§ **THE INPUT**
● ● ● ● ● ● ●
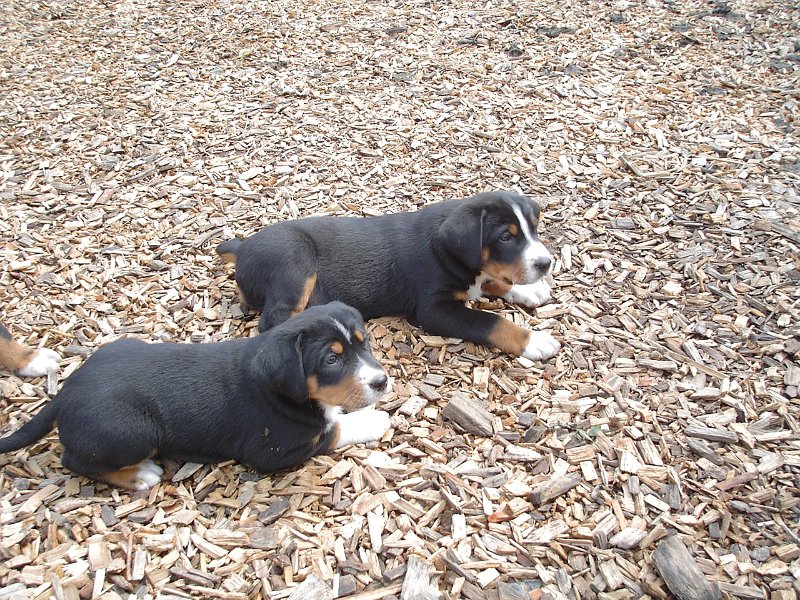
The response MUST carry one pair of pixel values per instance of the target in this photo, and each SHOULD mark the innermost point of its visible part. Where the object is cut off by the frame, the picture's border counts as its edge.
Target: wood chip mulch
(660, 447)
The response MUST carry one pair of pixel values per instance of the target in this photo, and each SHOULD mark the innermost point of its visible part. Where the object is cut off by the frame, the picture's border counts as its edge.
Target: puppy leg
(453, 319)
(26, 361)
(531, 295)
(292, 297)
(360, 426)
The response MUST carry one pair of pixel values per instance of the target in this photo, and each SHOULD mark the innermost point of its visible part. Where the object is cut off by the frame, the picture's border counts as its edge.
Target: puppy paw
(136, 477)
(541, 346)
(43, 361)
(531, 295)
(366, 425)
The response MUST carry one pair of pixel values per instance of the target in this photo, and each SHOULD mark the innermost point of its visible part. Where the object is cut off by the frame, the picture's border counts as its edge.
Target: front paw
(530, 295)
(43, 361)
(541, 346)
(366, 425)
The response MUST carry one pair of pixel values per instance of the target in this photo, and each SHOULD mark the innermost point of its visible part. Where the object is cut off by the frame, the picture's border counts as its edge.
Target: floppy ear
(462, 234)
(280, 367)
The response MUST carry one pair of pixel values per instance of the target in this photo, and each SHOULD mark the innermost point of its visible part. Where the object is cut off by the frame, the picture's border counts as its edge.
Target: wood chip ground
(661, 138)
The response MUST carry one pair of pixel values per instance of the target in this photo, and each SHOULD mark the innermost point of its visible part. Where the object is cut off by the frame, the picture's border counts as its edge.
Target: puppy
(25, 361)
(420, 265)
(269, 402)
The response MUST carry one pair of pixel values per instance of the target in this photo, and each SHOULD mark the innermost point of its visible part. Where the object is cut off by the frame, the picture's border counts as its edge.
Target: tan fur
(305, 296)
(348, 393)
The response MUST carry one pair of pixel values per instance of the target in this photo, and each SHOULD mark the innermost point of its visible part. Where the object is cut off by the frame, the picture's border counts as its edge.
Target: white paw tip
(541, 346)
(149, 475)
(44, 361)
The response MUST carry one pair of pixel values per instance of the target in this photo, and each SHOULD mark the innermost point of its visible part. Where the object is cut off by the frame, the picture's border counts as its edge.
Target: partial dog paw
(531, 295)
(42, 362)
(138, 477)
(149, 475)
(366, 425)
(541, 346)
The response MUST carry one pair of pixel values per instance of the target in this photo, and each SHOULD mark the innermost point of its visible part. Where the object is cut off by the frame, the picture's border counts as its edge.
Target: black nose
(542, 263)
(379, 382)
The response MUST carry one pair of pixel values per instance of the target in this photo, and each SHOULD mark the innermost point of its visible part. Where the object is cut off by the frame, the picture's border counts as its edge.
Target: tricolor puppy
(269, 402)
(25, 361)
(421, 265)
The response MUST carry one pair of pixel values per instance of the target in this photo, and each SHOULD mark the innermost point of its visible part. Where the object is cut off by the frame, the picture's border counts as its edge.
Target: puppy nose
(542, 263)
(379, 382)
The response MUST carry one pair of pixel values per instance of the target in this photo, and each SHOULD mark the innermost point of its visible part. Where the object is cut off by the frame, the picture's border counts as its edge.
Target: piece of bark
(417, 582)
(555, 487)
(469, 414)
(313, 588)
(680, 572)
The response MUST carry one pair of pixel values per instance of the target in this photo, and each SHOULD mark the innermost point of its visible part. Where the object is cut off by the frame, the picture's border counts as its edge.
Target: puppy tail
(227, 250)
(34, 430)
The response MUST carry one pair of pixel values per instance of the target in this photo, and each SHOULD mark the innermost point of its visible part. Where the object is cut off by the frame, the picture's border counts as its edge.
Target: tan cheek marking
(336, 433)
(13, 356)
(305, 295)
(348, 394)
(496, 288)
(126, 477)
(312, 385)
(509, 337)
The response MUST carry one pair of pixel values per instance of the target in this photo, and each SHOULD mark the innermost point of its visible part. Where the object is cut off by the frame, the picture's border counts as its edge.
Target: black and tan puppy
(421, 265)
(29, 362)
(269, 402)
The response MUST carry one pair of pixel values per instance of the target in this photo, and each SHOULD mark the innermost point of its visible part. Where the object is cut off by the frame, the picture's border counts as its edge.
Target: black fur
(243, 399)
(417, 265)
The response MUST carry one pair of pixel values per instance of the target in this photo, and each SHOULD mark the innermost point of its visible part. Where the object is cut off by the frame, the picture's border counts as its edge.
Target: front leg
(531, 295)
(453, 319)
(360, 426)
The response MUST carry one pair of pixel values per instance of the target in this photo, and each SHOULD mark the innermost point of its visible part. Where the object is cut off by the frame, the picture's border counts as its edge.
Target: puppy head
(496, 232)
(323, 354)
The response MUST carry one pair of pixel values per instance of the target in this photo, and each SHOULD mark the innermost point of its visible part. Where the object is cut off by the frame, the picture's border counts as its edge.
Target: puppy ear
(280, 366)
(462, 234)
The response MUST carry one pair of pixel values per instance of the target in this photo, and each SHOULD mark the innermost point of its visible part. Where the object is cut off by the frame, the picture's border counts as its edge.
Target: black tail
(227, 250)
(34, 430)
● ● ● ● ● ● ●
§ **CHALLENGE**
Pictures are to be left out; repeat all the remaining data exactly.

§ **ANSWER TO THIS PROBLEM**
The response MUST carry one pair of pixel values per instance of the target in this photo, and each SHOULD mark the innermost point of its visible part. Where the object is cut off by the frame, the picture's border counts as its edge.
Target: wood chip mulch
(660, 447)
The response MUST carry one pair of pixel values per instance of the target in this photo, and each SHOULD mark the innermost point of its visible part. Where the object is cut off by the frame, the picture's border counts as its edge.
Target: puppy leg
(453, 319)
(26, 361)
(531, 295)
(292, 297)
(360, 426)
The response MUST carry one pair of pixel values per instance of the target in this photo, and each SHOULD mark the innermost point of its visible part. Where the object is cut off by the frame, the picture's border counts as its edge.
Target: puppy paw
(136, 477)
(541, 346)
(43, 361)
(531, 295)
(366, 425)
The response MUST carry one pair of pixel values per instance of the target in this photo, and each SHOULD mark the innermost point of its visible part. Where the object is cut off by the frame, the picture's border counts as its edge.
Target: front paw
(530, 295)
(43, 361)
(541, 346)
(366, 425)
The response MUST carry one pair of pixel values per instance of the target in this photo, and each SHOULD mark the innermost point of its visible part. Where the object is cut off by the frame, the picture's border counts as its edge.
Target: floppy ear
(462, 234)
(280, 367)
The response MUST carry one pair of pixel values per instance of the target in this photo, and each SHOULD mark the innermost point of its visible part. Where the object is cut off by the frame, the picture's border counts as its edge.
Target: wood chip ground
(661, 138)
The response MUST carry one pair of pixel values per instance of the target in this photo, and each SHOULD mark the innermost point of its visible part. Where the object is cut off by the frame, the picture's border counts as its edge.
Target: puppy
(25, 361)
(420, 265)
(269, 402)
The response MUST carry one pair of pixel values per instance of the target in this photo, and each SHOULD mark the innermost point of its visible part. Where the object is cut off by the frame, the picture's border counts as its edge.
Target: tan fur
(305, 296)
(348, 393)
The response MUST carry one pair of pixel values per instance of the target in this photo, and each SHOULD mark the innermost point of its visible part. Where the object is cut off by the frame, the picture's border counts as its edge.
Target: white paw tip
(541, 346)
(149, 475)
(44, 361)
The response MUST carry one pair of pixel values per instance of the target in this photo, and each SHOULD mark the innermost point of its visible part. Where the object is cut off by the frame, the picture's border counts as its edge.
Target: partial dog paw
(531, 295)
(42, 362)
(138, 477)
(149, 475)
(366, 425)
(541, 346)
The response MUST carry one pair of pixel values per instance of the target in this photo, and each SHOULD mark the innermost point of its visible part. Where the object is cut off by the frame, the picture's border counts as its edge.
Target: black nose
(542, 263)
(379, 382)
The response MUST carry one pair of pixel values per instance of the target in this photo, and each SHOULD mark the innermost point of its visible part. Where the object is cut off by the frame, the picture's border counts as its edge.
Target: tricolor puppy
(269, 402)
(25, 361)
(421, 265)
The response MUST carry one pair of pixel values per instance of the target in this photo, and each SHOULD mark the innermost point of its visible part. Where the object is cut off by the frame, the picture's border counts as its edge.
Target: puppy nose
(542, 263)
(379, 382)
The response MUST carry one pair of pixel values per instance of the target in this photo, and each SHOULD mark the innermost point of its visible part. Where the object is cut off by the frame, the picture's border counts as its edge.
Target: piece of bark
(417, 582)
(555, 487)
(469, 414)
(313, 588)
(680, 572)
The response MUST carry one pair of pixel values per instance of the target in this photo, and each SHOULD mark the innermost point of its visible part. Where the object is cut off by the frame, the picture's border counts as its edge.
Target: puppy tail
(227, 250)
(34, 430)
The response MUST carry one pair of pixel values per instance of the target in this photo, and each SHOULD mark the innermost point of its visible part. Where the object is cut off by the frame, the picture's border counts as its edge.
Target: tan cheek marking
(336, 433)
(13, 356)
(305, 295)
(348, 394)
(496, 288)
(126, 477)
(312, 385)
(509, 337)
The response MUST carry one pair of pixel values per instance of the target in this photo, and each SHOULD mark the innermost point of its visible part. Where the object is cut off by the frame, the picture's border counts as its edge.
Target: black and tan puppy
(421, 265)
(29, 362)
(269, 402)
The response MUST carry one pair of pixel values per instance of the target in this photo, and each SHOULD mark the innermost point of its visible part. Where the object is cut off by the frame, the picture's border counts as its edge.
Target: black fur
(243, 399)
(417, 265)
The response MUST carry one pair of pixel values per instance of the target in this photo, and each SHOULD mark the innermost point of its visible part. Where the object is cut off by the frame, the picture's border counts as its edge.
Target: front leg
(531, 295)
(453, 319)
(360, 426)
The response MUST carry one pair of pixel values per instance of the target in this photo, and each SHOULD mark the innermost point of its visible part. Where the object is cut off by the frame, the picture's border counts as its edge.
Target: puppy head
(496, 232)
(323, 354)
The response MUST carry one pair of pixel values per instance of the target in this photo, and each SHOULD mark the innermost point of its visible part. Where the object is cut off by the frame, the picture's border counts as its edge.
Target: puppy ear
(280, 366)
(462, 234)
The response MUST carry one pair of pixel values per instance of the target in this photo, and each SHOULD mark the innermost point of its visible part. Where the object is cut off by the frame, the picture's border counts as its edge.
Target: black tail
(227, 250)
(34, 430)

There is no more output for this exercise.